PROVIDED MATERIAL:
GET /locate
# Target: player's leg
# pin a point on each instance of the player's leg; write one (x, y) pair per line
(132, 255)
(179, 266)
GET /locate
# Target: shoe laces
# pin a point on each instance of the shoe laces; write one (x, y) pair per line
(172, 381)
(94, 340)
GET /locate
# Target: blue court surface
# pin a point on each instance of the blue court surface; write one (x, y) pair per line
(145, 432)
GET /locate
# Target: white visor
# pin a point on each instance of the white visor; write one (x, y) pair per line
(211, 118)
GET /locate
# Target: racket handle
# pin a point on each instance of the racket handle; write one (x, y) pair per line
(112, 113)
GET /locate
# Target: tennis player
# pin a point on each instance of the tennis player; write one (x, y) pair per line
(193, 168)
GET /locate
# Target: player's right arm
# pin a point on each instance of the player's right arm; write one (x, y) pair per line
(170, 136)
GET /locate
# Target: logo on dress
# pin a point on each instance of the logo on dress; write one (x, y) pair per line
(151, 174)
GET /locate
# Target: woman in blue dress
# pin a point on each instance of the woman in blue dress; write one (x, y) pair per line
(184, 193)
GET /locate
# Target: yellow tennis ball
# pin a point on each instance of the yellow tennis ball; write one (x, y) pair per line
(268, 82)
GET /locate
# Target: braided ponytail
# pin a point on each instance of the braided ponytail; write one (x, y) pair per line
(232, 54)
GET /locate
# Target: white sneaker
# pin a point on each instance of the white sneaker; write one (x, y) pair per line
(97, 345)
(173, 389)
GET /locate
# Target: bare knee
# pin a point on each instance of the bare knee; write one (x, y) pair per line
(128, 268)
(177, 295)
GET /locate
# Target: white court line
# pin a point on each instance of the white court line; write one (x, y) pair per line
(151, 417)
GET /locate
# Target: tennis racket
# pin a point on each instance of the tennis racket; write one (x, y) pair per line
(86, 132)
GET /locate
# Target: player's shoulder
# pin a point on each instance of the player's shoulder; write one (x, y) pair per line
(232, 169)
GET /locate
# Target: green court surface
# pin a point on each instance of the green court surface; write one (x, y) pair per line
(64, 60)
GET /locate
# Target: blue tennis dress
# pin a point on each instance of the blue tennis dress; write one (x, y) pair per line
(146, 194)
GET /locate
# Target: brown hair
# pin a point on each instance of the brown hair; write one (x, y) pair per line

EXERCISE: Show all lines above holding the word "hair".

EXERCISE ANSWER:
# Target: brown hair
# pin a point on each instance of the brown hair; write one (x, y) pair per line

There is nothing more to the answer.